╭─ Entries supplied

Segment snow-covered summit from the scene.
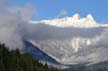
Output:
[30,14,99,28]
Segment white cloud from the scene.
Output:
[57,9,68,18]
[0,1,34,50]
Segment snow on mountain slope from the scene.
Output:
[24,14,108,64]
[30,14,108,28]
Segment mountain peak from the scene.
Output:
[29,14,98,28]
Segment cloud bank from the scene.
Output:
[0,0,34,50]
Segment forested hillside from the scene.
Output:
[0,43,57,71]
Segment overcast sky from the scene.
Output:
[0,0,108,23]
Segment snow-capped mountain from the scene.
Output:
[23,14,108,65]
[30,14,108,28]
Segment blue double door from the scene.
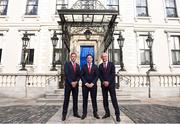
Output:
[80,46,94,67]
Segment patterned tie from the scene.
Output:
[103,62,107,71]
[73,62,76,72]
[88,63,91,74]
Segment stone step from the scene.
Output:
[37,98,141,104]
[45,93,132,99]
[54,89,126,95]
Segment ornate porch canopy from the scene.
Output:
[58,0,119,51]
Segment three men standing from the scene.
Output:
[62,53,120,122]
[99,53,120,122]
[81,54,99,119]
[62,53,81,121]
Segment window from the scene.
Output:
[25,49,34,65]
[0,49,2,63]
[165,0,177,17]
[171,36,180,65]
[136,0,148,16]
[56,0,68,14]
[26,0,38,15]
[139,35,150,65]
[0,0,8,15]
[109,49,120,65]
[55,48,62,65]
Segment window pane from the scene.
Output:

╰─

Convert every line of the data above into a JSON list of strings, one string per line, with blank lines omitted. Leave out the pictures.

[
  "Segment snow-covered summit from the scene.",
  "Output:",
  "[30,14,99,28]",
  "Segment white cloud from the scene.",
  "Output:",
  "[57,9,68,18]",
  "[0,1,34,50]",
  "Segment snow on mountain slope from the scene.",
  "Output:",
  "[24,14,108,64]",
  "[30,14,108,28]",
  "Segment mountain peak from the scene.",
  "Output:",
  "[29,14,98,28]",
  "Segment cloud bank from the scene.",
  "Output:",
  "[0,0,34,50]",
  "Segment forested hillside from the scene.",
  "Output:",
  "[0,43,57,71]",
  "Segment overcast sky from the scene.",
  "Output:",
  "[0,0,108,23]",
  "Segment snow-capped mountain from the scene.",
  "Output:",
  "[23,14,108,65]",
  "[30,14,108,28]",
  "Segment blue double door from the scene.",
  "Output:",
  "[80,46,94,67]",
  "Segment patterned tie from the scene.",
  "Output:",
  "[103,62,107,71]",
  "[73,62,76,72]",
  "[88,63,91,74]",
  "Segment stone step from the scene.",
  "Output:",
  "[37,98,141,104]",
  "[45,93,132,99]",
  "[54,89,126,95]",
  "Segment ornate porch canopy from the scene.",
  "Output:",
  "[58,0,119,51]",
  "Segment three men standing from the scene.",
  "Output:",
  "[62,53,120,122]",
  "[99,53,120,122]",
  "[81,54,99,119]",
  "[62,53,81,121]",
  "Segment window from the scene.",
  "Output:",
  "[25,49,34,65]",
  "[0,49,2,63]",
  "[165,0,177,17]",
  "[171,36,180,65]",
  "[136,0,148,16]",
  "[56,0,68,14]",
  "[26,0,38,15]",
  "[139,35,150,65]",
  "[0,0,8,15]",
  "[109,49,120,65]",
  "[55,48,62,65]",
  "Segment window pane from the scene.",
  "Output:"
]